Exercise data
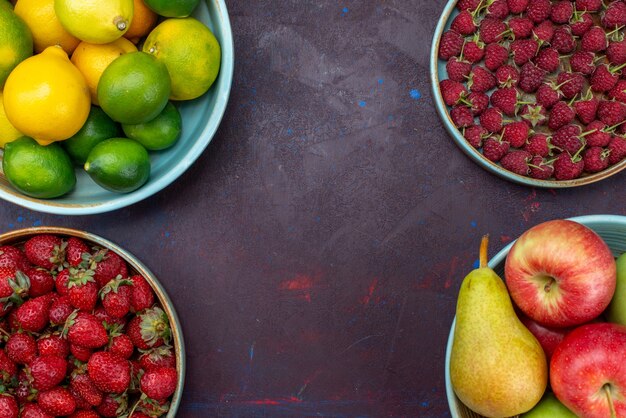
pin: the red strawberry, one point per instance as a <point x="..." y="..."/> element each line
<point x="53" y="345"/>
<point x="85" y="330"/>
<point x="461" y="117"/>
<point x="596" y="159"/>
<point x="523" y="50"/>
<point x="464" y="23"/>
<point x="594" y="40"/>
<point x="47" y="251"/>
<point x="47" y="372"/>
<point x="142" y="296"/>
<point x="450" y="45"/>
<point x="568" y="167"/>
<point x="495" y="56"/>
<point x="494" y="148"/>
<point x="56" y="402"/>
<point x="33" y="315"/>
<point x="109" y="372"/>
<point x="548" y="59"/>
<point x="21" y="348"/>
<point x="531" y="77"/>
<point x="159" y="383"/>
<point x="561" y="12"/>
<point x="491" y="30"/>
<point x="538" y="10"/>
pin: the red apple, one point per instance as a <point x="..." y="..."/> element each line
<point x="587" y="372"/>
<point x="560" y="273"/>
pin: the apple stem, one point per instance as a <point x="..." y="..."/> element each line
<point x="607" y="390"/>
<point x="482" y="255"/>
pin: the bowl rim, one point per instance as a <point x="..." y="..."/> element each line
<point x="19" y="235"/>
<point x="587" y="220"/>
<point x="471" y="152"/>
<point x="223" y="85"/>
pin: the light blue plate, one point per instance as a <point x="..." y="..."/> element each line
<point x="612" y="229"/>
<point x="438" y="72"/>
<point x="201" y="118"/>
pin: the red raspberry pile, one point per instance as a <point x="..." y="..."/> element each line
<point x="539" y="86"/>
<point x="82" y="336"/>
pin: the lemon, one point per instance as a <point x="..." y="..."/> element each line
<point x="93" y="59"/>
<point x="98" y="127"/>
<point x="38" y="171"/>
<point x="40" y="17"/>
<point x="95" y="21"/>
<point x="134" y="88"/>
<point x="46" y="97"/>
<point x="16" y="42"/>
<point x="8" y="133"/>
<point x="160" y="133"/>
<point x="191" y="53"/>
<point x="169" y="8"/>
<point x="119" y="164"/>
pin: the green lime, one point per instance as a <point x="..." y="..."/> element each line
<point x="16" y="41"/>
<point x="134" y="88"/>
<point x="160" y="133"/>
<point x="119" y="164"/>
<point x="38" y="171"/>
<point x="98" y="127"/>
<point x="169" y="8"/>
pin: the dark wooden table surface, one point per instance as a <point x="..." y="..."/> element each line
<point x="315" y="250"/>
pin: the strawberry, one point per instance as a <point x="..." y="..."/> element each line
<point x="491" y="30"/>
<point x="461" y="117"/>
<point x="548" y="59"/>
<point x="56" y="402"/>
<point x="594" y="40"/>
<point x="463" y="23"/>
<point x="149" y="329"/>
<point x="495" y="56"/>
<point x="561" y="11"/>
<point x="21" y="348"/>
<point x="47" y="372"/>
<point x="33" y="315"/>
<point x="159" y="383"/>
<point x="494" y="149"/>
<point x="458" y="70"/>
<point x="109" y="372"/>
<point x="85" y="330"/>
<point x="8" y="406"/>
<point x="563" y="40"/>
<point x="53" y="345"/>
<point x="531" y="77"/>
<point x="481" y="80"/>
<point x="560" y="115"/>
<point x="47" y="251"/>
<point x="538" y="144"/>
<point x="142" y="296"/>
<point x="596" y="159"/>
<point x="450" y="45"/>
<point x="538" y="10"/>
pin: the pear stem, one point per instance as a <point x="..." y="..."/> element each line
<point x="482" y="255"/>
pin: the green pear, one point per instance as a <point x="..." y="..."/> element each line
<point x="549" y="407"/>
<point x="497" y="367"/>
<point x="616" y="311"/>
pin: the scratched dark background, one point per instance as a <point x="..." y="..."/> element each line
<point x="314" y="252"/>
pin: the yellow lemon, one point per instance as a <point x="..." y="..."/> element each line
<point x="95" y="21"/>
<point x="40" y="17"/>
<point x="8" y="133"/>
<point x="93" y="59"/>
<point x="190" y="52"/>
<point x="46" y="97"/>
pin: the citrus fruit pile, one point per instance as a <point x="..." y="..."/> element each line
<point x="83" y="336"/>
<point x="93" y="84"/>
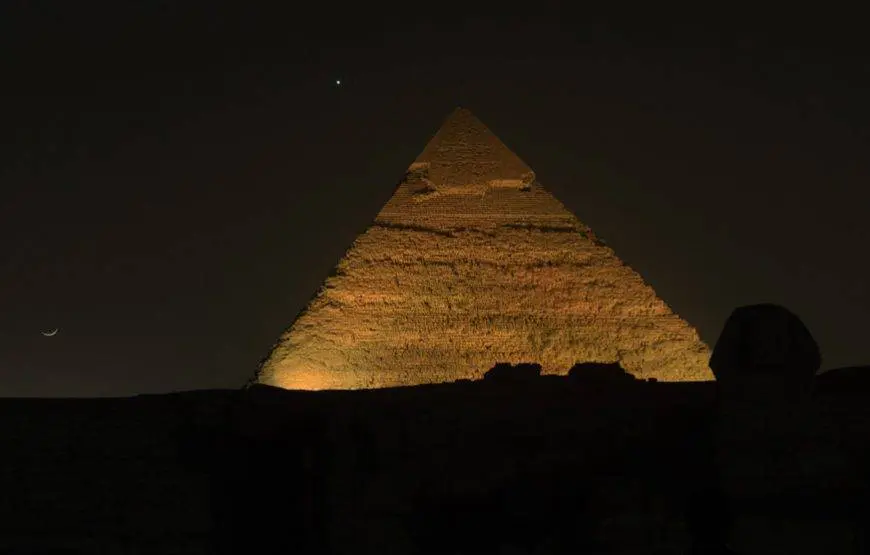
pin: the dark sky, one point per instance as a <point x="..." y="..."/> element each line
<point x="178" y="178"/>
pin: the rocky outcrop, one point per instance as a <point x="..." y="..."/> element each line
<point x="470" y="263"/>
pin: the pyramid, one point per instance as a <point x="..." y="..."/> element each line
<point x="470" y="263"/>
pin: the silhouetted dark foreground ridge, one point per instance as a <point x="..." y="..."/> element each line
<point x="768" y="459"/>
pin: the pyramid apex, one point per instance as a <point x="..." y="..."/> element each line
<point x="466" y="153"/>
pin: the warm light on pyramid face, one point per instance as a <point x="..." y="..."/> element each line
<point x="470" y="263"/>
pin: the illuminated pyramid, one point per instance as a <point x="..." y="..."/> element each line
<point x="470" y="263"/>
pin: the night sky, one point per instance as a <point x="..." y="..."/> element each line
<point x="178" y="178"/>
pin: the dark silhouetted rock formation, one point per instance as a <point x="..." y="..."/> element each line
<point x="600" y="373"/>
<point x="505" y="372"/>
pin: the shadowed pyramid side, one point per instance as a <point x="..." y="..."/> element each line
<point x="470" y="263"/>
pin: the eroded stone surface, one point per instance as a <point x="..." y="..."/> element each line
<point x="470" y="263"/>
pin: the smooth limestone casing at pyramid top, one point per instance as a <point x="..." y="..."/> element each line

What you have to do
Nothing but the lines from the line with "pin: the yellow" through the last line of the listing above should be repeated, and pictures should be left out.

Exercise solution
pin: the yellow lemon, one point per instance as a <point x="..." y="..."/> element each line
<point x="95" y="21"/>
<point x="40" y="17"/>
<point x="8" y="133"/>
<point x="93" y="59"/>
<point x="190" y="52"/>
<point x="46" y="97"/>
pin: the citrus fruit pile, one point per instance as a <point x="..." y="..."/> element each line
<point x="83" y="336"/>
<point x="93" y="84"/>
pin: the dark sky, one point per instance as a <point x="..." y="..."/> element each line
<point x="178" y="178"/>
pin: the rocky outcrop, one point per instance as a <point x="..." y="..."/> element each line
<point x="470" y="263"/>
pin: the pyramid, one point per instance as a <point x="..." y="..."/> element each line
<point x="470" y="263"/>
pin: the silhouetted dark foreground ridge, one point per instance as a <point x="..." y="..."/> element each line
<point x="768" y="459"/>
pin: the pyramid apex, one point per instance as a <point x="..." y="..."/> element each line
<point x="466" y="153"/>
pin: the warm light on pyramid face, one point per instance as a <point x="..." y="..."/> element each line
<point x="470" y="263"/>
pin: the illuminated pyramid, one point per instance as a <point x="..." y="..."/> element each line
<point x="470" y="263"/>
pin: the night sky, one point per instance as a <point x="..." y="..."/> element each line
<point x="178" y="178"/>
pin: the dark silhouetted rock formation, one point per instance as a <point x="..." y="..."/> element each line
<point x="600" y="373"/>
<point x="505" y="372"/>
pin: the shadowed pyramid side, one point per instance as a <point x="..." y="..."/> element each line
<point x="470" y="263"/>
pin: the eroded stone surface, one point per instance as a <point x="..." y="..."/> element each line
<point x="470" y="263"/>
pin: the smooth limestone casing at pyramid top, one point per instance as a <point x="..." y="..."/> element each line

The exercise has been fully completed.